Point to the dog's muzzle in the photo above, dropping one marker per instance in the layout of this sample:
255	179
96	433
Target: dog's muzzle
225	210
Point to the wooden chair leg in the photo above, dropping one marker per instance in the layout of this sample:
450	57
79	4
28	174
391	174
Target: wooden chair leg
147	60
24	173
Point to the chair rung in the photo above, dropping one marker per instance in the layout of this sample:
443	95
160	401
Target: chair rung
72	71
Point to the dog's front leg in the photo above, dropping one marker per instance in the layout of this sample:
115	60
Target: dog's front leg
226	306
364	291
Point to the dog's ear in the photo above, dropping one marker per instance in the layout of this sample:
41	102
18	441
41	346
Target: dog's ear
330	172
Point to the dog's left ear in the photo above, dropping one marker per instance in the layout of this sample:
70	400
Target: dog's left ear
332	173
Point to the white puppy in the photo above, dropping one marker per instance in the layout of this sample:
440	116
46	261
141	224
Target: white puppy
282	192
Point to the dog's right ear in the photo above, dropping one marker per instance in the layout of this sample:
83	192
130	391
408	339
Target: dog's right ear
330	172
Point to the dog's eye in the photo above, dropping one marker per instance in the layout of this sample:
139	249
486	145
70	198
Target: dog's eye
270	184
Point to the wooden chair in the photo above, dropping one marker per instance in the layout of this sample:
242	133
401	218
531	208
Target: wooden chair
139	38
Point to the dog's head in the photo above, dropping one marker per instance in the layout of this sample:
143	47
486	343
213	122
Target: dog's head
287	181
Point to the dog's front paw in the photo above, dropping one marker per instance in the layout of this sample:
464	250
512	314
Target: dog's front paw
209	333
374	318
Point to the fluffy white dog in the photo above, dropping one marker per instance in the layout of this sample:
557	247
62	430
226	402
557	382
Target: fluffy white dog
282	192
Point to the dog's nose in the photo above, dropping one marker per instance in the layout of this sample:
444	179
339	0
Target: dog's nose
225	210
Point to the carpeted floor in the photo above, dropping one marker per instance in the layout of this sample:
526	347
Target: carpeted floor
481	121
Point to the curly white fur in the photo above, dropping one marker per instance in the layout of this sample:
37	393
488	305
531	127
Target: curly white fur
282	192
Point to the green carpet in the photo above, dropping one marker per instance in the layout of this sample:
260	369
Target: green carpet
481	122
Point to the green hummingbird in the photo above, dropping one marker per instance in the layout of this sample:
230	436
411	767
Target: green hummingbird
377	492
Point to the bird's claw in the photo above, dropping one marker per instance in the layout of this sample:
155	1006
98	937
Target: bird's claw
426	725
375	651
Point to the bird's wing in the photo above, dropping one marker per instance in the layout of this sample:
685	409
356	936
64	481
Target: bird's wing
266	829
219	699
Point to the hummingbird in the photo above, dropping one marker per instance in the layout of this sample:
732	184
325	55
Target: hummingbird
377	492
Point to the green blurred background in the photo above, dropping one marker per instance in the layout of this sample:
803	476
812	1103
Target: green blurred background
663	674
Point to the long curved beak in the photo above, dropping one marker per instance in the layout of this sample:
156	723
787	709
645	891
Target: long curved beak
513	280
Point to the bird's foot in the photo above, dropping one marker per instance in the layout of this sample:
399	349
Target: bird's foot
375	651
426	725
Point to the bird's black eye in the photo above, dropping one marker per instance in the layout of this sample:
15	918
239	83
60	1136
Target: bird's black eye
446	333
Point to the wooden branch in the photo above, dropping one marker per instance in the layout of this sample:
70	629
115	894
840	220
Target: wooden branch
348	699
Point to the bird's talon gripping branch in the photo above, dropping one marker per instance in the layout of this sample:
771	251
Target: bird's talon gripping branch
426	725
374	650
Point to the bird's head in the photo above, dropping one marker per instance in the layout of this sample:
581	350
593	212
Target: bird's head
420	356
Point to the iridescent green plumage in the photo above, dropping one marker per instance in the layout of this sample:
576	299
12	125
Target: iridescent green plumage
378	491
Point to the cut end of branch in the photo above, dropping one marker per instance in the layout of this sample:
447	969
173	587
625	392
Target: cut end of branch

[What the exercise asks]:
Put the stretch from the line containing "Point to the bird's head" through the end of the data above into a JSON list of strings, one string per line, leaving out any blank lines.

[Response to this exercise]:
[
  "Point to the bird's head in the photo above, dropping one marker per instance in the layout of this sample:",
  "581\t350",
  "593\t212",
  "Target: bird's head",
  "420\t356",
  "Point to the iridescent green plumage in the photo above, dropping one marker per instance in the layout of this sample:",
  "576\t299",
  "12\t125",
  "Target: iridescent green plumage",
  "378\t491",
  "Point to the cut end of branch in the photo above, dropping one marker per instance in the layout of this sample:",
  "447\t969",
  "173\t587",
  "625\t392",
  "Target: cut end of branch"
]